==== Data for processing
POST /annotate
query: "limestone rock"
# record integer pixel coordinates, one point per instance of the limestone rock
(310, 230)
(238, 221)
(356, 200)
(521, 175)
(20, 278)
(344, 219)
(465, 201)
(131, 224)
========
**Given task**.
Switch every "limestone" in the rows above to "sandstone" and leave everything else unchanged.

**Written solution**.
POST /annotate
query: "sandstone rock"
# record integer pixel coordinates, one point per instance of the sandstone rock
(310, 230)
(238, 221)
(356, 200)
(521, 175)
(20, 278)
(344, 219)
(465, 201)
(131, 224)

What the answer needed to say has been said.